▶ _ABOUT THIS EXERCISE_: Give again, word for word, each line below starting at the one that contains "of the grassy" and ending at the one that contains "the window with".

-- PROVIDED RECORDS follows --

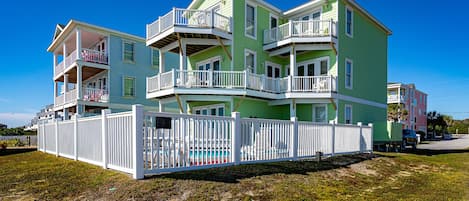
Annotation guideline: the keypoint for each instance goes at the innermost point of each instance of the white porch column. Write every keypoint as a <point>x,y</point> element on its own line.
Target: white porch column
<point>79,82</point>
<point>182,58</point>
<point>64,55</point>
<point>292,61</point>
<point>162,65</point>
<point>78,40</point>
<point>292,108</point>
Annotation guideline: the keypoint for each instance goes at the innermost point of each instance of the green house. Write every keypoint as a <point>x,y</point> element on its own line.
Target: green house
<point>323,61</point>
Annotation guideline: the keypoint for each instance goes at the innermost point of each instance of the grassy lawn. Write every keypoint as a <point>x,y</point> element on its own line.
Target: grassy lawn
<point>388,176</point>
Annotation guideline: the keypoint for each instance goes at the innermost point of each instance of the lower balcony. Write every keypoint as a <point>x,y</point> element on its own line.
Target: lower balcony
<point>239,83</point>
<point>90,95</point>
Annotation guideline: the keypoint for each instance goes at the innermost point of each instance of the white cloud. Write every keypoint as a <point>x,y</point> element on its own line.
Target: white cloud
<point>15,119</point>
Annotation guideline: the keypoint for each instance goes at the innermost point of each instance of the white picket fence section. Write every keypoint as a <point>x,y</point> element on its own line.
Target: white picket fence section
<point>145,143</point>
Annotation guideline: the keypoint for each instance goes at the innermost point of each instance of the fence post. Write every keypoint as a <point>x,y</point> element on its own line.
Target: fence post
<point>371,137</point>
<point>56,138</point>
<point>332,137</point>
<point>104,135</point>
<point>294,138</point>
<point>360,141</point>
<point>137,139</point>
<point>75,137</point>
<point>236,138</point>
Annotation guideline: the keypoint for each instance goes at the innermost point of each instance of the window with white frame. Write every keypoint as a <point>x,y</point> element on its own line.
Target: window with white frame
<point>250,23</point>
<point>349,22</point>
<point>155,58</point>
<point>128,86</point>
<point>348,74</point>
<point>250,60</point>
<point>210,110</point>
<point>348,114</point>
<point>128,51</point>
<point>320,113</point>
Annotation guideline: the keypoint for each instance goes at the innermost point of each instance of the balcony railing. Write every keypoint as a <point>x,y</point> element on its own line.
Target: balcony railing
<point>241,80</point>
<point>395,98</point>
<point>301,29</point>
<point>89,94</point>
<point>189,18</point>
<point>87,55</point>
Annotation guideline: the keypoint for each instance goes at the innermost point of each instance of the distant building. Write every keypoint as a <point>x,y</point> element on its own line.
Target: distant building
<point>414,101</point>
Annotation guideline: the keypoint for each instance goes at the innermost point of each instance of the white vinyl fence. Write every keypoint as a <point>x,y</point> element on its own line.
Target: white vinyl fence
<point>144,143</point>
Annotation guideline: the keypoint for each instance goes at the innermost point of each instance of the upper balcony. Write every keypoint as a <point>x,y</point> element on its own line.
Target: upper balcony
<point>239,83</point>
<point>184,23</point>
<point>306,32</point>
<point>87,47</point>
<point>396,99</point>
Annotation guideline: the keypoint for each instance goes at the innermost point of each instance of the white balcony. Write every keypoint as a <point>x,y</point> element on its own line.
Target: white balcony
<point>87,55</point>
<point>89,95</point>
<point>396,99</point>
<point>184,23</point>
<point>238,83</point>
<point>309,31</point>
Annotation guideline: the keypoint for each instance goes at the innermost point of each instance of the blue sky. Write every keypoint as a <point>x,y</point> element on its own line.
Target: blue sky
<point>428,46</point>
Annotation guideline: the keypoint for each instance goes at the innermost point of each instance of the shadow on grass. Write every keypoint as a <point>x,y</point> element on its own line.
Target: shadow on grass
<point>429,152</point>
<point>11,151</point>
<point>232,174</point>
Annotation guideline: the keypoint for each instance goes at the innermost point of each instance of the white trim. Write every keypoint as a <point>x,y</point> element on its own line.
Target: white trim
<point>347,60</point>
<point>314,112</point>
<point>123,51</point>
<point>345,113</point>
<point>123,86</point>
<point>255,19</point>
<point>270,20</point>
<point>274,66</point>
<point>255,59</point>
<point>348,8</point>
<point>210,60</point>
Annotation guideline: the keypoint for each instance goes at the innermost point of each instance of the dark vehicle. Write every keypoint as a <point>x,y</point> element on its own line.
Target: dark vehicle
<point>409,138</point>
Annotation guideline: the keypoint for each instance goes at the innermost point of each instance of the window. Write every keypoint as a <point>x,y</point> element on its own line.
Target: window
<point>155,58</point>
<point>320,114</point>
<point>348,74</point>
<point>349,22</point>
<point>210,110</point>
<point>250,60</point>
<point>348,114</point>
<point>250,25</point>
<point>129,87</point>
<point>128,53</point>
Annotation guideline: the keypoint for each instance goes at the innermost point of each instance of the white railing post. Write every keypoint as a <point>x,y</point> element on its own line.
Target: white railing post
<point>371,138</point>
<point>245,79</point>
<point>173,73</point>
<point>360,141</point>
<point>137,140</point>
<point>332,137</point>
<point>104,136</point>
<point>75,137</point>
<point>294,138</point>
<point>56,138</point>
<point>236,138</point>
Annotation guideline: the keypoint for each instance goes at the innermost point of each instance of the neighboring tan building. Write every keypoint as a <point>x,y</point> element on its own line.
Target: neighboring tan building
<point>412,100</point>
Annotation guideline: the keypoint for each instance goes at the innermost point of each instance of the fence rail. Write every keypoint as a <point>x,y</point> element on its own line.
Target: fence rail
<point>240,79</point>
<point>144,143</point>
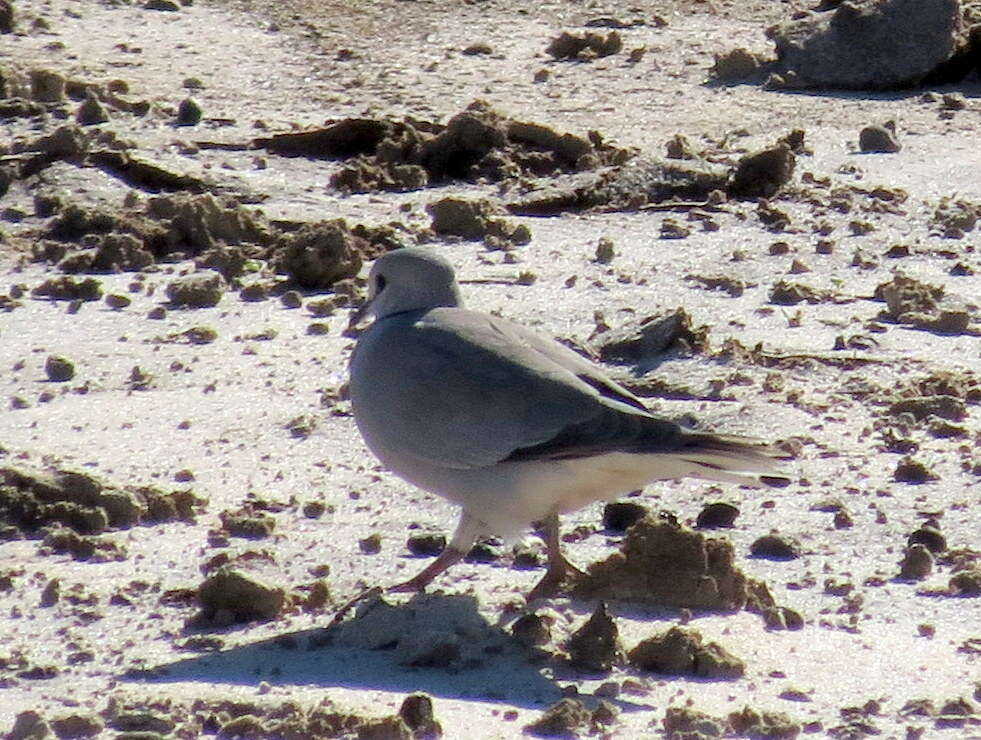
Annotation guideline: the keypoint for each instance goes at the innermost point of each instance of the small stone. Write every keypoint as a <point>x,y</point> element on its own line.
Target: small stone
<point>531,630</point>
<point>199,290</point>
<point>188,112</point>
<point>76,726</point>
<point>238,597</point>
<point>59,369</point>
<point>775,547</point>
<point>291,299</point>
<point>47,86</point>
<point>912,471</point>
<point>566,718</point>
<point>167,6</point>
<point>314,509</point>
<point>716,515</point>
<point>91,112</point>
<point>480,48</point>
<point>929,537</point>
<point>117,301</point>
<point>426,544</point>
<point>917,563</point>
<point>878,140</point>
<point>595,646</point>
<point>604,251</point>
<point>254,292</point>
<point>417,712</point>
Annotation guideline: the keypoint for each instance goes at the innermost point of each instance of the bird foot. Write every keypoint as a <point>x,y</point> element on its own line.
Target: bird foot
<point>555,580</point>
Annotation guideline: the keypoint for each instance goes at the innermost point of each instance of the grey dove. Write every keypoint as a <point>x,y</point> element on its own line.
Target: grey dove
<point>508,424</point>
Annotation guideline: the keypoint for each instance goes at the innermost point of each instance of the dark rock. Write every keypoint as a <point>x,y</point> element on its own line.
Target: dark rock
<point>188,110</point>
<point>426,544</point>
<point>620,515</point>
<point>878,139</point>
<point>917,563</point>
<point>716,515</point>
<point>775,547</point>
<point>868,44</point>
<point>59,369</point>
<point>930,538</point>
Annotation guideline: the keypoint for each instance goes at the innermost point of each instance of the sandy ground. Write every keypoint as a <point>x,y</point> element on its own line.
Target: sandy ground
<point>255,424</point>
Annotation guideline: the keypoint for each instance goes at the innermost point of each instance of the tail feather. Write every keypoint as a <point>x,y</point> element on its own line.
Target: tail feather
<point>732,459</point>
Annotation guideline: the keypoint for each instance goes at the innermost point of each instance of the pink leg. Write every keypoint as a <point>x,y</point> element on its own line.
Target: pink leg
<point>558,567</point>
<point>463,539</point>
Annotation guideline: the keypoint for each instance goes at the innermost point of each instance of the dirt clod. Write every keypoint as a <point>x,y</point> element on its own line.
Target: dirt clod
<point>930,537</point>
<point>877,139</point>
<point>566,718</point>
<point>679,652</point>
<point>59,369</point>
<point>775,547</point>
<point>585,46</point>
<point>917,563</point>
<point>318,255</point>
<point>652,336</point>
<point>663,563</point>
<point>621,515</point>
<point>417,712</point>
<point>230,595</point>
<point>200,290</point>
<point>716,515</point>
<point>595,646</point>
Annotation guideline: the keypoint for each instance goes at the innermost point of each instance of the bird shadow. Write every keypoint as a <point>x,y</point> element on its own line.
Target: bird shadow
<point>437,644</point>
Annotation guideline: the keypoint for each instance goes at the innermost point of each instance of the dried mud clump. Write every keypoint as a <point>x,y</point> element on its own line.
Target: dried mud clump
<point>200,290</point>
<point>475,144</point>
<point>475,220</point>
<point>595,646</point>
<point>738,65</point>
<point>654,335</point>
<point>31,501</point>
<point>67,288</point>
<point>761,174</point>
<point>917,563</point>
<point>569,718</point>
<point>664,563</point>
<point>231,596</point>
<point>867,44</point>
<point>180,225</point>
<point>417,713</point>
<point>318,255</point>
<point>877,139</point>
<point>749,722</point>
<point>589,45</point>
<point>760,601</point>
<point>909,301</point>
<point>679,652</point>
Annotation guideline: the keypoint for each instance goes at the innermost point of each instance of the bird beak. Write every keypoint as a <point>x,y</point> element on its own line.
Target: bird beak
<point>358,315</point>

-- PROVIDED RECORDS concluded --

▶ _SOLUTION TO THE PROBLEM_:
Annotation guideline: the keypoint for each instance goes at the innermost point of each instance of the grassy lawn. Write every keypoint as a <point>x,y</point> element on its own line.
Target: grassy lawn
<point>388,176</point>
Annotation guideline: the keypoint for each instance goes at the innermost point of each instance of the lower balcony. Write every keypoint as a <point>x,y</point> element on its own line.
Target: lower balcony
<point>239,83</point>
<point>90,95</point>
Annotation guideline: the keypoint for each instance goes at the innermost point of each instance of the white cloud. Write every keypoint as a <point>x,y</point> element on its own line.
Target: white cloud
<point>15,119</point>
Annotation guideline: the keypoint for each instance goes at the innermost point of each instance of the white picket fence section. Write every keypoint as a <point>x,y</point> element on its own line.
Target: white picket fence section
<point>145,143</point>
Annotation guideline: the keypoint for each instance goes at the innermost point of each instance of the fence post. Write every keypoint as a <point>x,y</point> element on its own line.
Target: fence post
<point>371,137</point>
<point>56,138</point>
<point>332,137</point>
<point>104,135</point>
<point>294,138</point>
<point>360,141</point>
<point>137,139</point>
<point>75,137</point>
<point>236,138</point>
Annotation guideline: the keypoint for each instance goes at the innermost point of each instance of the window with white frame. Write every keypoint as a <point>x,y</point> element on its own line.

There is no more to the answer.